- **GOAL**
Restate each entry word for word, leaving nothing out.
===== RECORD EXTRACTS =====
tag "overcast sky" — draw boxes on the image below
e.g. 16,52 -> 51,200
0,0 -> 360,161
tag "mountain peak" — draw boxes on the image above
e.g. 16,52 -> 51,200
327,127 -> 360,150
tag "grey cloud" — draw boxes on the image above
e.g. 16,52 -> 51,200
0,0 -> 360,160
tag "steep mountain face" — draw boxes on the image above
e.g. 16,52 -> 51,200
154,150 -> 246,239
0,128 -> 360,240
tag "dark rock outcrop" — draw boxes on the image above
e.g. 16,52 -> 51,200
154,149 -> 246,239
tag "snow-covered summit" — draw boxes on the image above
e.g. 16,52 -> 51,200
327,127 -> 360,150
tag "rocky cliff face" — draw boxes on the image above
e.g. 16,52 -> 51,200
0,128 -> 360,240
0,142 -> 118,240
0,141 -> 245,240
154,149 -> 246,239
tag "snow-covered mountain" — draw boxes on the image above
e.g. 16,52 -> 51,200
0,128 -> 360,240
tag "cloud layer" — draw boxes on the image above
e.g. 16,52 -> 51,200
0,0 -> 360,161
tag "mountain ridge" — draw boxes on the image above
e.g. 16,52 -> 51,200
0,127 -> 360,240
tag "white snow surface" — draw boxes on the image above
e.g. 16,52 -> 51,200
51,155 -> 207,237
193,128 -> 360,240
=====
- **TASK RESPONSE**
tag "overcast sky" — draw boxes on the image below
e.g. 16,52 -> 51,200
0,0 -> 360,161
tag "mountain peak" — draw boxes on the image above
e.g. 16,52 -> 51,200
327,127 -> 360,150
tag "grey cloud" — draw boxes on the image above
e.g. 16,52 -> 51,200
0,0 -> 360,160
tag "steep mountain face" — draw boxes on the image above
e.g. 16,52 -> 51,200
154,150 -> 246,239
0,128 -> 360,240
tag "dark rock outcrop" — draw boxes on the image above
e.g. 16,52 -> 51,200
154,149 -> 246,239
tag "snow-covered summit" — draw boxes on the image above
e.g. 16,52 -> 51,200
327,127 -> 360,150
tag "rocky cliff face" — draw boxes on the image above
e.g. 16,52 -> 51,200
0,128 -> 360,240
0,142 -> 118,240
0,141 -> 245,240
154,149 -> 246,239
tag "snow-covered mountain" — draw boxes on the image above
e.g. 16,52 -> 51,200
0,128 -> 360,240
tag "cloud layer" — draw boxes on the image above
e.g. 16,52 -> 51,200
0,0 -> 360,161
tag "mountain ridge" — draw boxes on the image above
e.g. 16,52 -> 51,200
0,127 -> 360,240
tag "white snow surface" — draw boxes on the image above
e.g. 16,52 -> 51,200
51,155 -> 207,237
193,128 -> 360,240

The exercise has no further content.